What needs to be done:
Put every line of the records below into a numbered list, leaving out any blank lines.

─── Records provided ───

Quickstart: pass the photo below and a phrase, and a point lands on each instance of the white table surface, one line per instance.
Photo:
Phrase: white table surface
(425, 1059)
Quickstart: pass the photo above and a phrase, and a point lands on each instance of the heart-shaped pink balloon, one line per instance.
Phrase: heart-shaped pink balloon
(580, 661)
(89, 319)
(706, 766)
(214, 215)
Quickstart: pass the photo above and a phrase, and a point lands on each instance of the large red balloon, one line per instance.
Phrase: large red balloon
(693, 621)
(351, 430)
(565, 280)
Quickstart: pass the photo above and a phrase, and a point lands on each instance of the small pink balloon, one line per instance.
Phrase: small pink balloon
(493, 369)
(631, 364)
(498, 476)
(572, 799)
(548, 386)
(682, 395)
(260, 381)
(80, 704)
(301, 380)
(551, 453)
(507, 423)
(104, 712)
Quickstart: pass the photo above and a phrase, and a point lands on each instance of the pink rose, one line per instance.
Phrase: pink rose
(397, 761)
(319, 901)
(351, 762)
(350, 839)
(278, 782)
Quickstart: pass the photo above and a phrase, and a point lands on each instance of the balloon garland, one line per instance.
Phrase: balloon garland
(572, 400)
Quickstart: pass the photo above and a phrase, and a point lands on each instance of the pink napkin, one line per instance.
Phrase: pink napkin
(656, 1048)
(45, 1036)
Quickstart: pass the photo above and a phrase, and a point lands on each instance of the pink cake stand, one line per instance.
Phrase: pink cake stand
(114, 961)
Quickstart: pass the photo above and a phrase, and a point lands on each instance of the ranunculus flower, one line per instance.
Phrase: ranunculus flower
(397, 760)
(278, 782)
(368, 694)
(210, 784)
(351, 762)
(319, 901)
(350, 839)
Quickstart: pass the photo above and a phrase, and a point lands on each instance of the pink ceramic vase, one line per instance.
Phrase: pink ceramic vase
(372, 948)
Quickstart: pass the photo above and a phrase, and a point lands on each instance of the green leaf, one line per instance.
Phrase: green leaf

───

Written answer:
1. Quickstart: pass the photo below and a phrase, and a point lands on each instance of the white table surface, one line per instance.
2. Photo:
3. Phrase: white table surface
4. (425, 1059)
5. Quickstart: pass the photo above and a phrase, and a point lands on each instance of the heart-shaped pink balloon, one line per instance.
6. Phrase: heart-shaped pink balloon
7. (580, 661)
8. (89, 319)
9. (706, 766)
10. (214, 215)
11. Quickstart: pass the photo above and a phrase, and a point lands on each instance of the large red balloon, one line per instance.
12. Phrase: large red balloon
13. (693, 621)
14. (351, 430)
15. (565, 280)
16. Quickstart: pass the photo above and a phrase, and a point lands on each instance of the small pink balloon, one line per instance.
17. Phrase: small pink balloon
18. (493, 369)
19. (631, 364)
20. (498, 476)
21. (572, 799)
22. (548, 386)
23. (682, 395)
24. (260, 381)
25. (80, 704)
26. (301, 380)
27. (551, 453)
28. (507, 423)
29. (104, 712)
30. Quickstart: pass the photo above and a phrase, and a point lands on each instance of the pink rose, one line per instance.
31. Phrase: pink rose
32. (397, 761)
33. (319, 901)
34. (351, 762)
35. (350, 839)
36. (278, 782)
37. Quickstart: pass the photo above and a phrase, and a point lands on each instance of the balloon garland, one line per instance.
38. Phrase: balloon garland
39. (572, 400)
40. Quickstart: pass the photo above and a phrase, and a point lands on each instance of the pink napkin, one line per instance.
41. Phrase: pink napkin
42. (656, 1048)
43. (45, 1036)
44. Quickstart: pass the photo above and a phrase, and a point lands on each instance of the pink cake stand, one line per instance.
45. Phrase: pink cake stand
46. (114, 961)
47. Quickstart: pass the photo above and a phrase, and a point lands on each instance of the ranunculus flower, one line per instance.
48. Phrase: ranunculus flower
49. (397, 760)
50. (278, 782)
51. (368, 694)
52. (210, 784)
53. (351, 762)
54. (319, 901)
55. (350, 839)
56. Quickstart: pass the photo above and a phrase, and a point lands on each instance of the pink ceramic vase, one line per instance.
57. Phrase: pink ceramic vase
58. (372, 948)
59. Quickstart: pass the photo above and a phrase, and a point lands on each instance of the green leaf, one line per instance.
60. Phrase: green leaf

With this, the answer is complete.